What is expected
Render every line of the data below as a Markdown table with two columns, Row and Line, numbering the rows in order and leaving out any blank lines.

Data provided
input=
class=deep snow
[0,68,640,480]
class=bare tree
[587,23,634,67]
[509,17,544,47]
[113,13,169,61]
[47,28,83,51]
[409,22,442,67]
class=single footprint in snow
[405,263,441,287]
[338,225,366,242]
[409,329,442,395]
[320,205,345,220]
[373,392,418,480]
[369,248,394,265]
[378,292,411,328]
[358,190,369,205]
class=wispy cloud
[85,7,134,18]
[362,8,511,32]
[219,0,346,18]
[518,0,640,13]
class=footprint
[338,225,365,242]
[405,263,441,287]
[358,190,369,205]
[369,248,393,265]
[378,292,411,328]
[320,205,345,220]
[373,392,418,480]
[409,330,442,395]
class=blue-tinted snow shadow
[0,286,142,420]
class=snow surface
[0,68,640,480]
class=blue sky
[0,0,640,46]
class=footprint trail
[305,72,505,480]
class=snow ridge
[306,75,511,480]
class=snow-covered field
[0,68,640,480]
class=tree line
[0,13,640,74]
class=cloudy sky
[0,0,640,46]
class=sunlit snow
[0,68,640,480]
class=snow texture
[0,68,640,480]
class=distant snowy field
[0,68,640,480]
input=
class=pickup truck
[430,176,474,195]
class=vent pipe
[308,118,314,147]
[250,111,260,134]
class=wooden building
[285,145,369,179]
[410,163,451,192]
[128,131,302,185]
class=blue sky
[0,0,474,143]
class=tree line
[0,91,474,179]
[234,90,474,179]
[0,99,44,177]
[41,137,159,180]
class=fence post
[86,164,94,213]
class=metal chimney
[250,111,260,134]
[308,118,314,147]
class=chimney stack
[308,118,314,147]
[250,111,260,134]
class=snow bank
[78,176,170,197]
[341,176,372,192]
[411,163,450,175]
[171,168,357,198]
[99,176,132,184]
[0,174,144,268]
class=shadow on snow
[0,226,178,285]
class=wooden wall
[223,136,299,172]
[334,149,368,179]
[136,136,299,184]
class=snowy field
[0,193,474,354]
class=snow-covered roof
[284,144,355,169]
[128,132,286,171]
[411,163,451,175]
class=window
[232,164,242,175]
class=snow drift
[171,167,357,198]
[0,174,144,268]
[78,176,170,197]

Written response
| Row | Line |
|---|---|
| 1 | input= |
| 2 | class=deep snow |
| 3 | [0,68,640,480] |
| 4 | class=bare tree |
| 5 | [587,23,634,67] |
| 6 | [509,17,544,47] |
| 7 | [113,13,169,61] |
| 8 | [47,28,83,51] |
| 9 | [409,22,442,67] |
| 10 | class=single footprint in snow |
| 11 | [405,263,441,287] |
| 12 | [338,225,366,242] |
| 13 | [409,329,442,395] |
| 14 | [320,205,345,220] |
| 15 | [373,392,418,480] |
| 16 | [369,248,394,265] |
| 17 | [378,292,411,328] |
| 18 | [358,190,369,205] |
| 19 | class=wispy cloud |
| 20 | [85,7,134,18] |
| 21 | [362,8,511,32] |
| 22 | [219,0,346,18] |
| 23 | [518,0,640,13] |
| 24 | class=footprint |
| 25 | [338,225,365,242] |
| 26 | [405,263,441,287] |
| 27 | [358,190,369,205] |
| 28 | [369,248,393,265] |
| 29 | [378,292,411,328] |
| 30 | [320,205,345,220] |
| 31 | [373,392,418,480] |
| 32 | [409,330,442,395] |
| 33 | class=blue-tinted snow shadow |
| 34 | [0,286,142,420] |
| 35 | class=snow surface |
| 36 | [0,68,640,480] |
| 37 | class=blue sky |
| 38 | [0,0,640,46] |
| 39 | class=footprint trail |
| 40 | [305,72,505,480] |
| 41 | class=snow ridge |
| 42 | [306,75,511,480] |
| 43 | class=snow-covered field |
| 44 | [0,68,640,480] |
| 45 | class=tree line |
| 46 | [0,13,640,74] |
| 47 | class=cloudy sky |
| 48 | [0,0,640,46] |
| 49 | class=sunlit snow |
| 50 | [0,68,640,480] |
| 51 | class=snow texture |
| 52 | [0,68,640,480] |
| 53 | class=distant snowy field |
| 54 | [0,68,640,480] |
| 55 | input= |
| 56 | class=pickup truck |
| 57 | [430,176,474,195] |
| 58 | class=vent pipe |
| 59 | [308,118,314,147] |
| 60 | [250,111,260,134] |
| 61 | class=wooden building |
| 62 | [285,145,369,179] |
| 63 | [410,163,451,192] |
| 64 | [128,131,302,185] |
| 65 | class=blue sky |
| 66 | [0,0,474,143] |
| 67 | class=tree line |
| 68 | [0,91,474,179] |
| 69 | [234,90,474,179] |
| 70 | [0,99,44,177] |
| 71 | [41,137,159,180] |
| 72 | class=fence post |
| 73 | [86,164,94,213] |
| 74 | class=metal chimney |
| 75 | [250,111,260,134] |
| 76 | [308,118,314,147] |
| 77 | class=chimney stack |
| 78 | [308,118,314,147] |
| 79 | [250,111,260,134] |
| 80 | class=snow bank |
| 81 | [78,176,170,197] |
| 82 | [341,176,372,192] |
| 83 | [411,163,450,175] |
| 84 | [171,168,357,198] |
| 85 | [99,176,132,184] |
| 86 | [0,174,144,268] |
| 87 | class=shadow on snow |
| 88 | [0,226,178,285] |
| 89 | class=wooden wall |
| 90 | [223,136,299,172] |
| 91 | [334,149,368,179] |
| 92 | [136,136,299,184] |
| 93 | class=snowy field |
| 94 | [0,193,474,354] |
| 95 | class=snow-covered roof |
| 96 | [284,144,355,169] |
| 97 | [128,132,286,171] |
| 98 | [411,163,451,175] |
| 99 | class=window |
| 100 | [232,164,242,175] |
| 101 | class=snow drift |
| 102 | [171,167,357,198] |
| 103 | [0,174,144,268] |
| 104 | [78,176,170,197] |